Instructions:
**a)** Write out the heading of each numbered step in the receipt parsing guide.
**b)** Carry the receipt parsing guide forward, starting right after its last line.

Given text:

Getting started
Get started with receipt parsing in python.
1. Install the mindee python helper library
Install from PyPi using pip, a package manager for Python.
pip install mindee
Don't have pip installed? Try installing it, by running this from the command line:
$ curl https://bootstrap.pypa.io/get-pip.py | python
Getting started with the Mindee API couldn't be easier. Create a Client
and you're ready to go.
2. Instantiate your Client
The mindee.Client
needs your API credentials. You can either pass these directly to the constructor (see the code below) or via environment variables.
Depending on what type of document you want to parse, you need to add specifics auth token for each endpoint.
from mindee import Client
mindee_client = Client(
expense_receipt_token="your_expense_receipts_api_token_here",
raise_on_error=True
)
- expense_receipt_token: (string) API key for expense_receipts endpoint
- raise_on_error: (boolean, default True) Specify wheter or not raising an Exception when HTTP errors occur. If set to False, when calling the parse_receipt method, the
Response.receipt
object returned will have be set to None and theResponse.receipts
list will be empty.
We suggest storing your credentials as environment variables. Why? You'll never have to worry about committing your credentials and accidentally posting them somewhere public.
3. Parse a receipt
Using the parse_receipt method from your client object, you can pass any image or pdf file to get the receipt data.
from mindee import Client
mindee_client = Client(
expense_receipt_token="your_expense_receipts_api_token_here",
raise_on_error=True
)
parsed_data = mindee_client.parse_receipt("/path/to/file")
Input types
You can pass your input file in three ways:
From file path
receipt_data = mindee_client.parse_receipt('/path/to/file', input_type="path")
From a file object
with open('/path/to/file', 'rb') as fp:
receipt_data = mindee_client.parse_receipt(fp, input_type="file")

Given information:
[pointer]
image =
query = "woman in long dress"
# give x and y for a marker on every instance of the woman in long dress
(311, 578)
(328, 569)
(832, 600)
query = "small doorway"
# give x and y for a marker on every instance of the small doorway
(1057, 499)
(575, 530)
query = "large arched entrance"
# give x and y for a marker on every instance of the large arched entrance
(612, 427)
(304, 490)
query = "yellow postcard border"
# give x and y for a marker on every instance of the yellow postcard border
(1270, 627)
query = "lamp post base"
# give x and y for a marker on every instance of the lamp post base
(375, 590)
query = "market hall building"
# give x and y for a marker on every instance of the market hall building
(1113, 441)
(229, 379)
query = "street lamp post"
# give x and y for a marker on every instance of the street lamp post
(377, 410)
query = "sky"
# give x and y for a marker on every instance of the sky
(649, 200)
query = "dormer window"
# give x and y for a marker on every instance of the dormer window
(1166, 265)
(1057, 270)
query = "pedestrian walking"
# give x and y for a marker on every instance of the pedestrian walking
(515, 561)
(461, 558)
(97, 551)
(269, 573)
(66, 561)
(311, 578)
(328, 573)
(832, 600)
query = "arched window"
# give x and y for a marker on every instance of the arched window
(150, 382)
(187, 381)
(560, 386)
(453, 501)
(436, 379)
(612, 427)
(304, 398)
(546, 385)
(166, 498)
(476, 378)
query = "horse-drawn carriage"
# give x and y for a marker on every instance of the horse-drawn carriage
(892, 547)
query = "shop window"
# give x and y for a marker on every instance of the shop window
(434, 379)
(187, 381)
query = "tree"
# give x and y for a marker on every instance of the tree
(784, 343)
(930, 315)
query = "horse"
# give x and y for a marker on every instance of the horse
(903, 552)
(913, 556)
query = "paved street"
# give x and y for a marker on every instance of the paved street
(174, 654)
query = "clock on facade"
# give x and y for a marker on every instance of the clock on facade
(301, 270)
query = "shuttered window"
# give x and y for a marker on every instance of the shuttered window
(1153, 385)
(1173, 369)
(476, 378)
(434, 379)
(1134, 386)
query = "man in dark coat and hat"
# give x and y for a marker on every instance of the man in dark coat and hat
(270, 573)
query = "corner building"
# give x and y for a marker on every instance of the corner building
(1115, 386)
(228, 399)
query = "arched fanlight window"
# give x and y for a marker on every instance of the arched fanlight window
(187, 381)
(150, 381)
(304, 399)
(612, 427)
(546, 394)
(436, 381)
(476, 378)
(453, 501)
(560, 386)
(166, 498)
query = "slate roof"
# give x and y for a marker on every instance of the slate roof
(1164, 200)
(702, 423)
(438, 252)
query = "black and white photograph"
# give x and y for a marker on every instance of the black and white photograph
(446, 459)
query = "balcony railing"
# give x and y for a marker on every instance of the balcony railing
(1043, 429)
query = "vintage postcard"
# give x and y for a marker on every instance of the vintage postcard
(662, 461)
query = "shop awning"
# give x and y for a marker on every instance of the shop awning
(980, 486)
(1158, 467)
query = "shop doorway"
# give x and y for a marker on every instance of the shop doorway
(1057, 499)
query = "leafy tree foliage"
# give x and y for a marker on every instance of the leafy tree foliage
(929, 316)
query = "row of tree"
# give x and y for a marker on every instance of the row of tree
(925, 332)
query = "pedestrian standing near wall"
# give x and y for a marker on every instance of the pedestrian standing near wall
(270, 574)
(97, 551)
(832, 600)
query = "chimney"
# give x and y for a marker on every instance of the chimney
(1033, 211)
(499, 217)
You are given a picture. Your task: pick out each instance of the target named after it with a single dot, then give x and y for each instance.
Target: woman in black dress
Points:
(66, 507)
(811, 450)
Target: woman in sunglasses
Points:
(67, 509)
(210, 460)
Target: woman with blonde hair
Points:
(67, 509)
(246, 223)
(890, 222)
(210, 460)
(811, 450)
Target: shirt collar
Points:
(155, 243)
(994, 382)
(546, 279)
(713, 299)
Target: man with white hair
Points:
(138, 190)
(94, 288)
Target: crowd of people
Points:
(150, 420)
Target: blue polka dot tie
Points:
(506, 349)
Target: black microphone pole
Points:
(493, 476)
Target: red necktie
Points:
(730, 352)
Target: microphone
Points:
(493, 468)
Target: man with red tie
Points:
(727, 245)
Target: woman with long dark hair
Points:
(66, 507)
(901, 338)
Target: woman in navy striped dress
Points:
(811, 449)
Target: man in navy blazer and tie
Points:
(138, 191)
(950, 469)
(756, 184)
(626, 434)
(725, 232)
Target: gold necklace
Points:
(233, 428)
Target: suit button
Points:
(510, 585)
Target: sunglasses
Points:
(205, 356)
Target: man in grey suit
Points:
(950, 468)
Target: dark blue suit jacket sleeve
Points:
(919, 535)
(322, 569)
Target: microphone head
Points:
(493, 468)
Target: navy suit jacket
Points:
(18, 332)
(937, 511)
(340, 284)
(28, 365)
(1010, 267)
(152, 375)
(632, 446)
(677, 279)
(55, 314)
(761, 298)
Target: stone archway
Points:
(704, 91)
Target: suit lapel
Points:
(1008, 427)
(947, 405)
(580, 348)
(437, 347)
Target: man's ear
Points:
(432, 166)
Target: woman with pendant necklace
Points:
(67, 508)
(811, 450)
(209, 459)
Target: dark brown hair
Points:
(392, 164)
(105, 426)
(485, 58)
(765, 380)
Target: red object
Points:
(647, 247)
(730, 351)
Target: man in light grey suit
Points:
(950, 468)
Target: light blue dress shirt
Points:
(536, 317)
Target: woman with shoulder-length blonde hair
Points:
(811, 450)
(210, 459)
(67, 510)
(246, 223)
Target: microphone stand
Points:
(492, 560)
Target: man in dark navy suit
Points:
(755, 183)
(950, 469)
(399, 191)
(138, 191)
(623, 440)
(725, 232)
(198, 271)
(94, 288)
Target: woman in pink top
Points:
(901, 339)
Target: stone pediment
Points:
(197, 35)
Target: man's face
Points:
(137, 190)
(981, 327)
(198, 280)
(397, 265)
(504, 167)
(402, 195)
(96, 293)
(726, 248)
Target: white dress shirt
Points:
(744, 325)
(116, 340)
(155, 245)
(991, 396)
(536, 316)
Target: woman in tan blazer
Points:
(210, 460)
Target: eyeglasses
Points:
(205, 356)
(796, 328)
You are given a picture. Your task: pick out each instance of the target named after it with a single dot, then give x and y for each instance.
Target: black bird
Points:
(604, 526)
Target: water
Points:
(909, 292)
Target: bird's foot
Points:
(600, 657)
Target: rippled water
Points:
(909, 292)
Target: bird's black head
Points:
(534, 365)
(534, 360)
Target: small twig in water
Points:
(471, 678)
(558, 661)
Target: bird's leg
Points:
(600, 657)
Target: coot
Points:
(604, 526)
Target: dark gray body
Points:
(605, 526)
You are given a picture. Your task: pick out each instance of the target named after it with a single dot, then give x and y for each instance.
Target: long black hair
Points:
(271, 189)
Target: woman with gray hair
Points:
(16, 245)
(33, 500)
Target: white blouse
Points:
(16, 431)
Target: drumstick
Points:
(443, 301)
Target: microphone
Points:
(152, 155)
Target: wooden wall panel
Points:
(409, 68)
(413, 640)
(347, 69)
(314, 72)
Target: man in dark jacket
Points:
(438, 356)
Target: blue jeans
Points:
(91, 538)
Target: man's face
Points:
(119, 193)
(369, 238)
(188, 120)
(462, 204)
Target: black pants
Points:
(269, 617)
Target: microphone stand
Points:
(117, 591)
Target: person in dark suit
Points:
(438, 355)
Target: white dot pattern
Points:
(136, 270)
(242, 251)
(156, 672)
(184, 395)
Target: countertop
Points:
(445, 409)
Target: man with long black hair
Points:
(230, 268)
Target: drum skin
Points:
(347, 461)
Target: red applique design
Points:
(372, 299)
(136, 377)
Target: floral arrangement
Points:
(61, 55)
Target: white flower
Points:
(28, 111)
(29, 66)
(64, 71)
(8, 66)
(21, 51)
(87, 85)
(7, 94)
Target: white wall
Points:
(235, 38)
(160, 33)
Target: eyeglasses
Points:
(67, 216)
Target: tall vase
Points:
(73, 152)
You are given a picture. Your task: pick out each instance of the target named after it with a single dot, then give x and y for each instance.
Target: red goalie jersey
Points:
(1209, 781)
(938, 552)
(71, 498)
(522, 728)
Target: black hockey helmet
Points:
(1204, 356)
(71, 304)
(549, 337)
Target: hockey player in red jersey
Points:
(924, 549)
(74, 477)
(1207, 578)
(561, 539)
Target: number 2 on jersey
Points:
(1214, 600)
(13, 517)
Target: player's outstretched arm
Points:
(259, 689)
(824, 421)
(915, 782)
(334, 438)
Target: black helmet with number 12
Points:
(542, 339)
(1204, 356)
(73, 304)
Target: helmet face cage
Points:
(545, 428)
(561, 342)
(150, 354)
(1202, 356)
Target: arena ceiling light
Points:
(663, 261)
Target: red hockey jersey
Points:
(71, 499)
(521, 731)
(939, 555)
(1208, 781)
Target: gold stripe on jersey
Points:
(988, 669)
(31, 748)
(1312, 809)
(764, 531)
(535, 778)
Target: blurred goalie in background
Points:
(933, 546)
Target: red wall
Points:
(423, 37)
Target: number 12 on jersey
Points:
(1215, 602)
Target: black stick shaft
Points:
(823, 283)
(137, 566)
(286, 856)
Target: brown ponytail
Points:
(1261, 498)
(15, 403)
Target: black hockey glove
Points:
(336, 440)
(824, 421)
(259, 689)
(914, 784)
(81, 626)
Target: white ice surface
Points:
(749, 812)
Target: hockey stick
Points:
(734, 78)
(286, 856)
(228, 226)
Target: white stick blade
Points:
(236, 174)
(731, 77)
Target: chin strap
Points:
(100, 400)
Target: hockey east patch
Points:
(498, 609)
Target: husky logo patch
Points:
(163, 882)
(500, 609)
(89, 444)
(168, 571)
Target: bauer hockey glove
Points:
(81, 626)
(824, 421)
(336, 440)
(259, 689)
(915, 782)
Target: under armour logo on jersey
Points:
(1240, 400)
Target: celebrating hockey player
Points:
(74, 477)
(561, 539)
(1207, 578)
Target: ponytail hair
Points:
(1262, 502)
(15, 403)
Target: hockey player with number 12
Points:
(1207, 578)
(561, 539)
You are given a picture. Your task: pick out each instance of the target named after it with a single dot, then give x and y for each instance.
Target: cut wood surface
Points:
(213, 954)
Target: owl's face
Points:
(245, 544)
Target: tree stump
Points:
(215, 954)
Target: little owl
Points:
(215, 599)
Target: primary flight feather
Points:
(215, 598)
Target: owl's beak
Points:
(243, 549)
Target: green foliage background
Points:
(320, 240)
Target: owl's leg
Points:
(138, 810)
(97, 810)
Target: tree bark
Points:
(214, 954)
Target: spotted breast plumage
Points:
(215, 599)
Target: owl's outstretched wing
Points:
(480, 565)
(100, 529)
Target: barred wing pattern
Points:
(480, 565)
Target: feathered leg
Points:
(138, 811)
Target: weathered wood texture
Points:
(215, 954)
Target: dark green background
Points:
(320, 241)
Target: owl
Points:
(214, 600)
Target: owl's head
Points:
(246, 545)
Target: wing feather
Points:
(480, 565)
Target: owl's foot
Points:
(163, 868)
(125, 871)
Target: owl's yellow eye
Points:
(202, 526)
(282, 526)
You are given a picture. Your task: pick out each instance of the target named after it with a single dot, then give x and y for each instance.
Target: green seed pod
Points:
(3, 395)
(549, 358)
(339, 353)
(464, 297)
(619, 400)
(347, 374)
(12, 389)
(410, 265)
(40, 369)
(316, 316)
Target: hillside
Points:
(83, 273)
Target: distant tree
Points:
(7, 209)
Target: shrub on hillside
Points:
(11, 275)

Answers by task:
**a)**
1. Install the mindee python helper library
2. Instantiate your Client
3. Parse a receipt

**b)**
From a base64
receipt_data = mindee_client.parse_receipt(base64_string, input_type="base64")
receipt_data structure
The receipt_data object returned by the parse_receipt
method contains the following elements:
receipt_data.receipt
The receipt attribute is the Receipt object constructed by gathering all the pages into a single document. The method used for creating a single receipt object with multiple pages relies on fields confidence scores. Basically, we iterate over each page and for each field, we keep the one that has the highest probability.
receipt_data.receipt # returns a unique object from class Receipt
receipt_data.receipts
For multi pages pdf, the receipts attribute contains one receipt object per input. For a single-page pdf or an image, the list will only contain 1 item, and for multi-page pdf, it will contain one item per page.
receipt_data.receipts # [Receipt, Receipt ...]
receipt_data.http_response
Contains the full Mindee API HTTP response object in JSON format
receipt_data.http_response # full HTTP request object
4. Display the results
You only have to print your receipt object to display the different extracted fields:
from mindee import Client
mindee_client = Client(
expense_receipt_token="your_expense_receipts_api_token_here",
raise_on_error=True
)
receipt_data = mindee_client.parse_receipt("/path/to/receipt")
print(receipt_data.receipt)